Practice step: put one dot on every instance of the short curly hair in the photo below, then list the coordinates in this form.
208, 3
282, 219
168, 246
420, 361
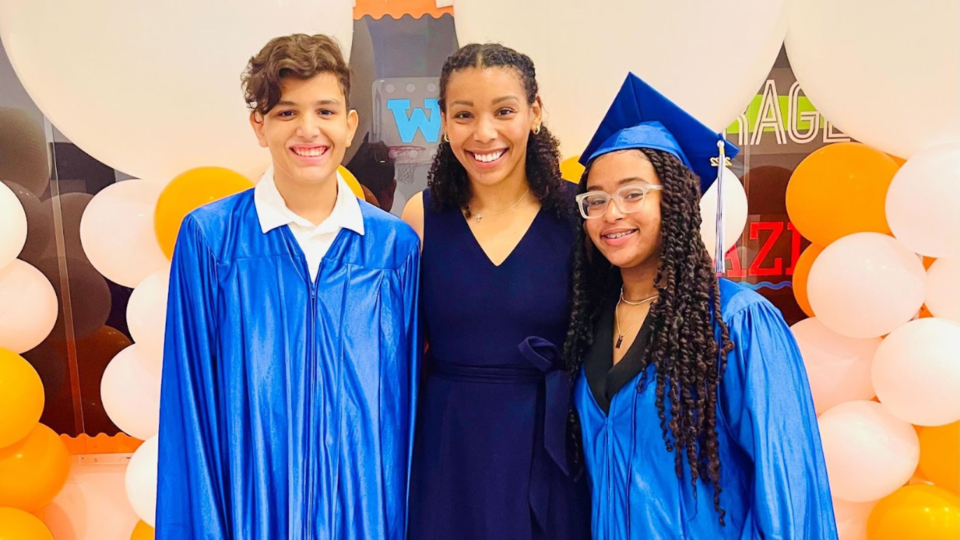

****

State how many lines in the listing above contain the word "instance". Give only the number.

1